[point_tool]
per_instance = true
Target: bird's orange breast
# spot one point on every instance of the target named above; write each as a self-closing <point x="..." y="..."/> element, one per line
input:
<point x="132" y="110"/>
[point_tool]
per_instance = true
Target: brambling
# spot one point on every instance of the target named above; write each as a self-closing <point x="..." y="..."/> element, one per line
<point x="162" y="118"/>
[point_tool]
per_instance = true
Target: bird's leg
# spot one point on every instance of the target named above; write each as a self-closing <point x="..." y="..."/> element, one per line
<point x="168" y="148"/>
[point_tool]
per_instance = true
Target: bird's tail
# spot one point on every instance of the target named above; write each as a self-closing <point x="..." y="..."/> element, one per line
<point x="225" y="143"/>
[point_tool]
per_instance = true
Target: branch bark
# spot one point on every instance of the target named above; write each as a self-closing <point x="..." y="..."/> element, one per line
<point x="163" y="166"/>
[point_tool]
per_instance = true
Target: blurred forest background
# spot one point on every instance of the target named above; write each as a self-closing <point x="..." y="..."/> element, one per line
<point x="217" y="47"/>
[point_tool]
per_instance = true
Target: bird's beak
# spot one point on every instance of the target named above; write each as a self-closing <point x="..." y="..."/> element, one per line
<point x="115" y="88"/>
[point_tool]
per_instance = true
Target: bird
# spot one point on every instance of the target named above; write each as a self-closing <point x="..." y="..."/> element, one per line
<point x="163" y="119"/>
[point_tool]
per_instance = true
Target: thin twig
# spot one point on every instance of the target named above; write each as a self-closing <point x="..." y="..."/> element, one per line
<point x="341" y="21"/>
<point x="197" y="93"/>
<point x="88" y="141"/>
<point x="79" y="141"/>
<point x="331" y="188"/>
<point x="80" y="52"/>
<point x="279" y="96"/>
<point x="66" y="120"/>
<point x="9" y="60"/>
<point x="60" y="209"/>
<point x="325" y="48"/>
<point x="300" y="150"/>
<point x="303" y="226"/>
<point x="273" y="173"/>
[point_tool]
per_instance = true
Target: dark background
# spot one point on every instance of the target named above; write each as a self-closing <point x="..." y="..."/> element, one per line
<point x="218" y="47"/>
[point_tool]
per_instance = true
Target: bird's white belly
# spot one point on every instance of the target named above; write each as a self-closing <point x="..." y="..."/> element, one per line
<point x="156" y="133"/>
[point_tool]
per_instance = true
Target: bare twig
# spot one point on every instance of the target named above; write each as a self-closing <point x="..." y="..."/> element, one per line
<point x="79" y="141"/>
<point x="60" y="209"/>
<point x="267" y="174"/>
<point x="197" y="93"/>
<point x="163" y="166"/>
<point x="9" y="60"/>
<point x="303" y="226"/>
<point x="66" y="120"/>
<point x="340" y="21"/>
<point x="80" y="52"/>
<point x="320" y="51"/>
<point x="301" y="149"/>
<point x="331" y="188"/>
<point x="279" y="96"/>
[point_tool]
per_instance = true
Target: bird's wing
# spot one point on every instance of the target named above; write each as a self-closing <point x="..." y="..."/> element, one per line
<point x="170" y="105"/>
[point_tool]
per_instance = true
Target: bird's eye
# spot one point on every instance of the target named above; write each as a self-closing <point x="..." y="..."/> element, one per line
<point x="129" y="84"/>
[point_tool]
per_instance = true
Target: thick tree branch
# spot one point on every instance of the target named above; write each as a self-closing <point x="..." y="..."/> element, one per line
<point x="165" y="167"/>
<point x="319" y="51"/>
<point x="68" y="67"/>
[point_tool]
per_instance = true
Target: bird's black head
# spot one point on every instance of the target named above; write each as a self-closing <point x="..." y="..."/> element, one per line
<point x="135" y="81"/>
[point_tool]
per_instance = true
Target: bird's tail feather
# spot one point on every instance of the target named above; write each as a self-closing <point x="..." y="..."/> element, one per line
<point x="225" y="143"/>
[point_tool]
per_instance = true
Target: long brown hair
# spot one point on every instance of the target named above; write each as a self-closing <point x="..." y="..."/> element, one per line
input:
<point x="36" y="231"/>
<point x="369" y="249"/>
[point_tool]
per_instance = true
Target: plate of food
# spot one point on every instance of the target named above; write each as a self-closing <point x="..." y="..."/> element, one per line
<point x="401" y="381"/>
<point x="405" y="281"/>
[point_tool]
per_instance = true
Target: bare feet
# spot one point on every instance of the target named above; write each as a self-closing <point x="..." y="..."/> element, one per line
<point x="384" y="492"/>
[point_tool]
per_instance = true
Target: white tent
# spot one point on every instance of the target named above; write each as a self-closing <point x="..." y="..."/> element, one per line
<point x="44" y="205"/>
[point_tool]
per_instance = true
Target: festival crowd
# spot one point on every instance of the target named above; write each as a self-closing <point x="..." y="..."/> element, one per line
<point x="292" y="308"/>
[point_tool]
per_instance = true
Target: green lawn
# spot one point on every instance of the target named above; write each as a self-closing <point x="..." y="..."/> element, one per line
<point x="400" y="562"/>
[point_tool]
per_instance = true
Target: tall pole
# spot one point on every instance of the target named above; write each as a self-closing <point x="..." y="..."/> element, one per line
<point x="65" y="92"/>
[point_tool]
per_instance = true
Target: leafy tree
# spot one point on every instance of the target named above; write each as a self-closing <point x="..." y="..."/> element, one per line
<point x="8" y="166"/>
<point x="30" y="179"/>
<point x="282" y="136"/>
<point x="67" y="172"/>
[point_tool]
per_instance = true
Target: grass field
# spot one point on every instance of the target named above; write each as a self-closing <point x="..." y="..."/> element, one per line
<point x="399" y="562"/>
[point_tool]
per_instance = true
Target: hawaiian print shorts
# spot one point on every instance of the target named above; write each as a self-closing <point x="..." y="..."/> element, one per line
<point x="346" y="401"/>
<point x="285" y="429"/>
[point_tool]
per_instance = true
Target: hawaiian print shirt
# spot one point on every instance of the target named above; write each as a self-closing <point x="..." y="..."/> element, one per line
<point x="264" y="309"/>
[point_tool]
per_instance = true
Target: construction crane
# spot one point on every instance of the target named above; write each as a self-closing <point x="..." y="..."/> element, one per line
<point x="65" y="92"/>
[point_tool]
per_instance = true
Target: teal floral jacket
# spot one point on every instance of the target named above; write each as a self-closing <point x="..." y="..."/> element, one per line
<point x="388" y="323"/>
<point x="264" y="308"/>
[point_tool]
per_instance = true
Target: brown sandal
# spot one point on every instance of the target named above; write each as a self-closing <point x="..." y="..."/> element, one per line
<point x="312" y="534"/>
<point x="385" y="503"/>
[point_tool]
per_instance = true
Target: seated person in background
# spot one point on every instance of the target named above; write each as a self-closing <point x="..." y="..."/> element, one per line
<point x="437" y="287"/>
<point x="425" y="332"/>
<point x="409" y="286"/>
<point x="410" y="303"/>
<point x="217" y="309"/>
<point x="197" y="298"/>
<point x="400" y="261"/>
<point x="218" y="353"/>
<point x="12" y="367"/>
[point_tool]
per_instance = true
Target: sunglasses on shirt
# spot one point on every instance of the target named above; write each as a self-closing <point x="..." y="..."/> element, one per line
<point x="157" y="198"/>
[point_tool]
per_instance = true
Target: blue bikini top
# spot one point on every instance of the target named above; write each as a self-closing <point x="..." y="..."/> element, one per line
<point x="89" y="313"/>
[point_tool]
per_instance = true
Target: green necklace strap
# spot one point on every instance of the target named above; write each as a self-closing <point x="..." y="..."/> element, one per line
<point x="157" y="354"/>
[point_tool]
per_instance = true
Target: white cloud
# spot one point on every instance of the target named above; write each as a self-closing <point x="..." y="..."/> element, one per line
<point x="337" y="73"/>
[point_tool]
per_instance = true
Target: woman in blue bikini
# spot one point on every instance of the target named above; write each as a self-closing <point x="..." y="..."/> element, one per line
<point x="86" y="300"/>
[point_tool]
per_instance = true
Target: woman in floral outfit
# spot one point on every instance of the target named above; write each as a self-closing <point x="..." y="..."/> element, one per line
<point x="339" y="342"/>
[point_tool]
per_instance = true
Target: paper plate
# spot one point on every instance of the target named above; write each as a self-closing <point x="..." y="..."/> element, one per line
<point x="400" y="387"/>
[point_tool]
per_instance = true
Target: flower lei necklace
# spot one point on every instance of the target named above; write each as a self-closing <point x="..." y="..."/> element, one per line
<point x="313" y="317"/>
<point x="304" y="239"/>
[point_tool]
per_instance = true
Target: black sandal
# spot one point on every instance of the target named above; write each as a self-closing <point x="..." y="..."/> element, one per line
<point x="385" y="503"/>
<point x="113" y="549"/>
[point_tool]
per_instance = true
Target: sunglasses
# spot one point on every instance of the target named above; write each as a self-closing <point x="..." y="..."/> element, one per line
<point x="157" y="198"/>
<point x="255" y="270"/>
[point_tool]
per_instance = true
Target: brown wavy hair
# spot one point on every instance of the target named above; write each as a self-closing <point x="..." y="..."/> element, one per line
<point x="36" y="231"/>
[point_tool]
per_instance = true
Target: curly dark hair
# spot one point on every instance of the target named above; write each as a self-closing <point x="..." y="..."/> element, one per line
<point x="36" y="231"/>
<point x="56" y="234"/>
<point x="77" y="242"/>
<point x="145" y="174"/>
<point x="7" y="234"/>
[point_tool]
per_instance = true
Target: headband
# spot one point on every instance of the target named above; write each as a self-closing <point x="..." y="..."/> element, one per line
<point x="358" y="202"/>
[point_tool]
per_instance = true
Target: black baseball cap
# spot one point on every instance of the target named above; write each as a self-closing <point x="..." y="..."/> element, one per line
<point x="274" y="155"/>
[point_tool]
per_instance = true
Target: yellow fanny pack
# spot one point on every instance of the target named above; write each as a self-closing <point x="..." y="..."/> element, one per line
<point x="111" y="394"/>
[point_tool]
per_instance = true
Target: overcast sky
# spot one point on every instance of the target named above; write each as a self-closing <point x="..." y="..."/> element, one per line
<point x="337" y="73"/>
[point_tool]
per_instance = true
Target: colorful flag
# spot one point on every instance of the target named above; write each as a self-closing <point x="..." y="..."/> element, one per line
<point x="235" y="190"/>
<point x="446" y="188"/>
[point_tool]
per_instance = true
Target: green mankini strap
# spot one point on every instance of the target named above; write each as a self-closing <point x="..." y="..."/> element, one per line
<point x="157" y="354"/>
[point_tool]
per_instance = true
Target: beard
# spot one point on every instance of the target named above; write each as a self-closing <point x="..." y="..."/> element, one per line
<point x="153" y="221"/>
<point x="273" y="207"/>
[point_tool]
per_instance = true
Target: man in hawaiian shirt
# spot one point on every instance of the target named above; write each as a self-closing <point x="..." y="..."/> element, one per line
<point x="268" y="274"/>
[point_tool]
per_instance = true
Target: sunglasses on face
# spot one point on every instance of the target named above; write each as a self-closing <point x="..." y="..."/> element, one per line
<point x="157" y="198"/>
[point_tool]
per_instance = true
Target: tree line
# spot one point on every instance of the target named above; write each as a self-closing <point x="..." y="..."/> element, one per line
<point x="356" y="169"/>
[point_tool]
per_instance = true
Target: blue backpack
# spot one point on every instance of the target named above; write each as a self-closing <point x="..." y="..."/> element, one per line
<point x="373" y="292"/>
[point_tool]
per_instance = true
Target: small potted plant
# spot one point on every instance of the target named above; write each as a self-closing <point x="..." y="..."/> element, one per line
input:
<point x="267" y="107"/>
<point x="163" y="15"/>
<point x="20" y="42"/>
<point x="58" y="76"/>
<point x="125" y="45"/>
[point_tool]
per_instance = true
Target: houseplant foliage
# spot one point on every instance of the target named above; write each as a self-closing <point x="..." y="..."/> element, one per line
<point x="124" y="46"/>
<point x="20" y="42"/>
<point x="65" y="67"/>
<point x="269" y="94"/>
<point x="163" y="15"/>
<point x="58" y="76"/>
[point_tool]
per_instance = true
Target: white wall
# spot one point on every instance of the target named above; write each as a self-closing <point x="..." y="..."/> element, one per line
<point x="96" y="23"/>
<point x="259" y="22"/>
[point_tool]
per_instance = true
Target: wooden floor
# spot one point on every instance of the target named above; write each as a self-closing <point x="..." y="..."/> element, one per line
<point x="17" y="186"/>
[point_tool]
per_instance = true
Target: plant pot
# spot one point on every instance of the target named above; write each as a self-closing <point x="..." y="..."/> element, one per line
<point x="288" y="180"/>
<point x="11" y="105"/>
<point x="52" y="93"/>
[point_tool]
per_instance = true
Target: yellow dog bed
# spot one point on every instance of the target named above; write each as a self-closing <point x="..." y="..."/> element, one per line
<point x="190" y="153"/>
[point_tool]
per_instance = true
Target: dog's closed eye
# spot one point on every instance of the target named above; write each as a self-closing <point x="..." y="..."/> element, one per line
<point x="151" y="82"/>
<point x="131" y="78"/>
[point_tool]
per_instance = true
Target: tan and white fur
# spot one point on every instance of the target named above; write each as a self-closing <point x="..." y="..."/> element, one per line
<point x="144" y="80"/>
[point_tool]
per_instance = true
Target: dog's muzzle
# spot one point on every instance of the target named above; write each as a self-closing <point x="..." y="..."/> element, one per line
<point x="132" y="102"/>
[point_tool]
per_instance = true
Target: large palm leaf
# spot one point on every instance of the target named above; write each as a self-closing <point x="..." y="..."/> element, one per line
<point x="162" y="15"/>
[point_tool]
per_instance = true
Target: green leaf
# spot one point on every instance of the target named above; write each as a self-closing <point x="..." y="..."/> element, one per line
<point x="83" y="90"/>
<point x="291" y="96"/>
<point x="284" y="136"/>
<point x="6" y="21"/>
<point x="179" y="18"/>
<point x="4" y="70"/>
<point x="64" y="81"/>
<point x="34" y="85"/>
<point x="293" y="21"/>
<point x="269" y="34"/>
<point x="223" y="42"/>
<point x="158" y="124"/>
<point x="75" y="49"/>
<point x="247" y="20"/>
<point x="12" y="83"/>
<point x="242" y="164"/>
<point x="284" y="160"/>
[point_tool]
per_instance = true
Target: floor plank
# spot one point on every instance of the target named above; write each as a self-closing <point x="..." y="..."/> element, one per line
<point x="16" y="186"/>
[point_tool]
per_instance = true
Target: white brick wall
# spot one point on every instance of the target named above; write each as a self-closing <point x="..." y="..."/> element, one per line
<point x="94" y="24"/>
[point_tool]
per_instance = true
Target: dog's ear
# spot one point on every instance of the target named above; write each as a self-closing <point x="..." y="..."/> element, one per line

# # # # # # #

_Directions for this task_:
Please collect every line of the material above that contains the word "branch".

_Output_:
Target: branch bark
Target: thick tree branch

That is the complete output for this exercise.